◆ **Provided data**:
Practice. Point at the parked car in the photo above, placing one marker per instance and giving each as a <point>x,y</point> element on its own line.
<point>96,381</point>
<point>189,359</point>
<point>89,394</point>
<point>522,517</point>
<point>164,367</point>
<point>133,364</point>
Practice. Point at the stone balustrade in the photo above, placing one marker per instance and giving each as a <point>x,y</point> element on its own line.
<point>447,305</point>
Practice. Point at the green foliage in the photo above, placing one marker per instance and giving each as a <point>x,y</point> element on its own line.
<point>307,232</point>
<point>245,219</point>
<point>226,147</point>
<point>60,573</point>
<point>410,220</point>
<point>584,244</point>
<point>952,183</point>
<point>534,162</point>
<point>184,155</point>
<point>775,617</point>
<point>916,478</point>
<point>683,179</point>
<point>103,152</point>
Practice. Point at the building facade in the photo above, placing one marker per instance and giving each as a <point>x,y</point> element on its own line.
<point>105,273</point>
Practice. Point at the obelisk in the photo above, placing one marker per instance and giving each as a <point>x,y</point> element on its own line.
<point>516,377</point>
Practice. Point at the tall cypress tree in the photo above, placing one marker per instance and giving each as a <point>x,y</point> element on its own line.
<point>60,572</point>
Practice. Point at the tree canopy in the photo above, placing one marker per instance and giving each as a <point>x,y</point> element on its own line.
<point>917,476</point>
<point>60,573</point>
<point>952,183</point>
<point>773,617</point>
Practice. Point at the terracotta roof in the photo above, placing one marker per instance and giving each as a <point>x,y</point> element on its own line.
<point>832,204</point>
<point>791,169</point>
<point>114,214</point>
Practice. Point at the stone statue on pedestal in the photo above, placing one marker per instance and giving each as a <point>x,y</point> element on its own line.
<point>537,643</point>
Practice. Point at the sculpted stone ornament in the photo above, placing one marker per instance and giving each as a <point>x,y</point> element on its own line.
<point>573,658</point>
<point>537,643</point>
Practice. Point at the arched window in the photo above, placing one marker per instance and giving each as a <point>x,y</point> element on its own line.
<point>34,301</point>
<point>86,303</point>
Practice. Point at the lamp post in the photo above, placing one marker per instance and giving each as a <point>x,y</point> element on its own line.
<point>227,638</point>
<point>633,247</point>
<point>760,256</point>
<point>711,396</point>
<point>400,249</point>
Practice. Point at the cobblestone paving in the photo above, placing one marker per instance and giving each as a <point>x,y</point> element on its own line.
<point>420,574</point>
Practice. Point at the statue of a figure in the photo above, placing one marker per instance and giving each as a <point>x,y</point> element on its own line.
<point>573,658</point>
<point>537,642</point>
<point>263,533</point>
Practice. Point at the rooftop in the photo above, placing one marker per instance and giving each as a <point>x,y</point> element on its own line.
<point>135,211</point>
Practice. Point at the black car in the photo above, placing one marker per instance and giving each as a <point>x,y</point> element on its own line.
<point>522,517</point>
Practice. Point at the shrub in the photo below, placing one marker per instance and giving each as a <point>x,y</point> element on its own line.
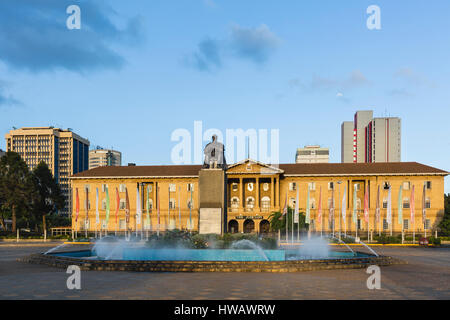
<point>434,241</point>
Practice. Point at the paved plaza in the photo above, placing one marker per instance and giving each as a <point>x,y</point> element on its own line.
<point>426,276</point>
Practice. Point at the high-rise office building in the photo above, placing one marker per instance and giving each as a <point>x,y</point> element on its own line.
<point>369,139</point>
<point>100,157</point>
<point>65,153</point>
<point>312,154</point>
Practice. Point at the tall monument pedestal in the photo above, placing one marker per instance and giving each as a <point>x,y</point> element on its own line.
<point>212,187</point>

◆ **Aim**: Copy every one of the entries above word for word, leaving out the picture.

◆ **Worked answer**:
Practice. Point at the parked car in the photo above, placing one marker per instance and giving each as a <point>x,y</point> element on its own line.
<point>96,381</point>
<point>189,359</point>
<point>89,394</point>
<point>522,517</point>
<point>164,367</point>
<point>133,364</point>
Practice. Point at the stone balustrade in the photo above, placing one marker per instance and giving each as a <point>x,y</point> element on its own line.
<point>447,305</point>
Practice. Point at the green foliage in the photo above, placing one marker per instance and giving each as a <point>x,y</point> element on its own line.
<point>307,232</point>
<point>245,219</point>
<point>226,147</point>
<point>60,573</point>
<point>410,220</point>
<point>584,244</point>
<point>952,183</point>
<point>534,162</point>
<point>184,155</point>
<point>775,617</point>
<point>916,478</point>
<point>683,179</point>
<point>103,152</point>
Practice. Point at the building facade in the photo above, placing one marker per instance and giving each as a <point>x,y</point> element on its own line.
<point>105,273</point>
Practice. Point at the obelisk in the photo above, placing one marker per instance and giving each as a <point>x,y</point> element on its own line.
<point>516,377</point>
Practice. Point at the tall cypress tree in the photo above, placing one marker per instance and giving each as a <point>x,y</point> element on its own line.
<point>60,572</point>
Practice. Point at the tree canopy in the photo above, placing one marker per instance and giving each as a <point>x,y</point> element on its own line.
<point>917,476</point>
<point>60,573</point>
<point>952,183</point>
<point>773,617</point>
Practice. Point at the terracotta roof in the photo above, placing one marker per instance and giving each as a <point>x,y</point> element on its own line.
<point>832,204</point>
<point>791,169</point>
<point>114,214</point>
Practice. Point at the stone statue on pedestal in the photo above, placing one marker per instance and giving each as a <point>x,y</point> element on its own line.
<point>537,643</point>
Practice. Point at the sculpted stone ornament in the photo above, placing one marker per instance and giving each as a <point>x,y</point> element on its own line.
<point>573,658</point>
<point>537,643</point>
Practice. Point at the arched window in the photo above, placing one marker per instance and giving each as a <point>x,y</point> element on its own line.
<point>34,301</point>
<point>86,303</point>
Practice. Point at the lamp post in the photo above, placing one marker per instance and giving each as a <point>x,y</point> element on its own line.
<point>227,638</point>
<point>633,247</point>
<point>760,256</point>
<point>711,396</point>
<point>400,249</point>
Practice. Point at the cobblestone paving in the photo above, placing one marker per instance and giving each as a <point>x,y</point> element on its own line.
<point>420,574</point>
Practice. Point at the statue of a figure in the photo above, placing one marker per instance and giving each as a <point>x,y</point> element on its own line.
<point>573,658</point>
<point>537,642</point>
<point>263,533</point>
Practice. Point at the rooftop in the photo above, placing one marker per instance and giving each as a <point>x,y</point> element on its own line.
<point>135,211</point>
Practice. Point at the black car in the photo above, placing one marker per instance and giving each as a <point>x,y</point> element on its own line.
<point>522,517</point>
Practice. Point at the shrub in the photo below, placing one marker per instance and giving each as a <point>x,y</point> element on its own line.
<point>434,241</point>
Practice. Point at the paved plaza in the photo above, placing one marker per instance and giving each as a <point>x,y</point> element on its own line.
<point>426,276</point>
Practice. Point at the high-rise office building in the photo above, placing one marker per instance and giving each as a <point>x,y</point> element on its own line.
<point>369,139</point>
<point>100,157</point>
<point>65,153</point>
<point>312,154</point>
Practice. Point at the tall monument pedestal in the photo above, placing one marker per instance and giving each as a <point>x,y</point> element on its own line.
<point>212,187</point>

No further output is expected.